> [AIM OF THE TASK]: Each entry should be restated word for word, with all pictures left out.

GIVEN DATA section start

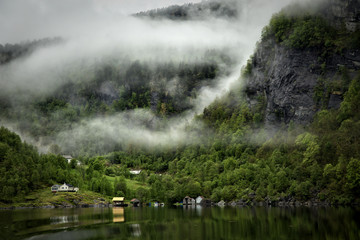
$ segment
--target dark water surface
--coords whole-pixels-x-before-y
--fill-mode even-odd
[[[360,209],[4,210],[0,211],[0,239],[360,239]]]

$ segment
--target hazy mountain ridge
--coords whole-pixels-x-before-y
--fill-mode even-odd
[[[61,38],[45,38],[22,43],[0,44],[0,64],[6,64],[16,58],[24,57],[36,51],[36,49],[52,46],[63,42]]]
[[[162,9],[154,9],[134,14],[136,17],[171,20],[205,20],[208,18],[238,17],[237,1],[204,1],[181,6],[173,5]]]

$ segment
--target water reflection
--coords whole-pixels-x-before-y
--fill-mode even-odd
[[[180,206],[184,211],[187,212],[194,212],[197,216],[201,216],[203,214],[203,209],[209,208],[209,207],[202,207],[200,205],[183,205]]]
[[[66,224],[79,222],[79,215],[73,216],[54,216],[50,217],[50,224]]]
[[[0,239],[360,239],[359,213],[200,206],[0,211]]]
[[[140,229],[140,224],[131,224],[130,225],[132,228],[132,233],[131,235],[133,237],[140,237],[141,236],[141,229]]]
[[[125,222],[124,208],[123,207],[113,207],[113,222]]]

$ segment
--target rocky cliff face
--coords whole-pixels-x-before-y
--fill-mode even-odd
[[[324,10],[325,16],[337,27],[343,24],[349,31],[356,31],[360,27],[359,0],[330,0]]]
[[[339,28],[345,24],[348,32],[355,32],[360,22],[359,5],[358,0],[332,0],[324,5],[322,16],[336,21]],[[247,100],[253,109],[258,104],[264,106],[265,124],[307,124],[319,109],[340,106],[343,89],[329,86],[344,77],[342,71],[346,70],[349,78],[357,74],[360,51],[344,46],[342,51],[324,57],[316,47],[291,48],[270,37],[260,42],[249,64]],[[319,94],[326,95],[321,104]]]

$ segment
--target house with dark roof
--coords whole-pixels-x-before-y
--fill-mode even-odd
[[[51,186],[51,192],[56,193],[59,190],[59,188],[60,188],[60,185],[55,184],[55,185]]]
[[[131,199],[130,203],[134,206],[134,207],[139,207],[140,206],[140,200],[133,198]]]
[[[183,199],[183,205],[195,205],[196,204],[196,201],[195,199],[189,197],[189,196],[186,196],[184,199]]]

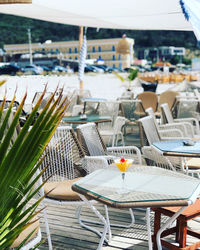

GIVEN DATA section end

> [FINISHED EXERCISE]:
$ segment
--target dark water surface
--coords whole-pixels-x-before-y
--fill-mode even-odd
[[[360,209],[4,210],[0,211],[0,239],[360,239]]]

$ segment
--target hazy mountain ridge
--coords whole-pixels-x-before-y
--fill-mode even-odd
[[[61,38],[45,38],[22,43],[0,44],[0,64],[6,64],[16,58],[24,57],[36,51],[36,49],[52,46],[63,42]]]
[[[162,9],[154,9],[134,14],[136,17],[171,20],[205,20],[208,18],[238,17],[237,1],[204,1],[181,6],[173,5]]]

$ segment
--target water reflection
--coords whole-pixels-x-before-y
--fill-mode even-odd
[[[180,206],[184,211],[187,212],[194,212],[197,216],[201,216],[203,214],[203,209],[209,208],[209,207],[202,207],[200,205],[183,205]]]
[[[66,224],[79,222],[79,215],[73,216],[54,216],[50,217],[50,224]]]
[[[0,239],[360,239],[359,213],[200,206],[0,211]]]
[[[140,229],[140,224],[131,224],[130,225],[132,228],[132,233],[131,235],[133,237],[140,237],[141,236],[141,229]]]
[[[125,222],[124,208],[123,207],[113,207],[113,222]]]

$ segment
--target rocky cliff face
--coords whole-pixels-x-before-y
--fill-mode even-odd
[[[324,10],[325,16],[337,27],[343,24],[349,31],[356,31],[360,27],[359,0],[330,0]]]
[[[339,28],[345,24],[348,32],[355,32],[360,22],[359,5],[358,0],[332,0],[324,5],[322,16],[336,21]],[[247,100],[253,109],[258,104],[264,106],[265,124],[307,124],[319,109],[340,106],[343,89],[329,86],[344,77],[342,71],[346,70],[349,78],[357,74],[360,51],[344,46],[342,51],[324,57],[316,47],[291,48],[270,37],[260,42],[249,64]],[[319,94],[326,95],[321,104]]]

$ segment
--target house with dark roof
--coords whole-pixels-x-before-y
--fill-mode even-odd
[[[51,186],[51,192],[56,193],[59,190],[59,188],[60,188],[60,185],[55,184],[55,185]]]
[[[131,199],[130,203],[134,206],[134,207],[139,207],[140,206],[140,200],[133,198]]]
[[[183,199],[183,205],[195,205],[196,204],[196,201],[195,199],[189,197],[189,196],[186,196],[184,199]]]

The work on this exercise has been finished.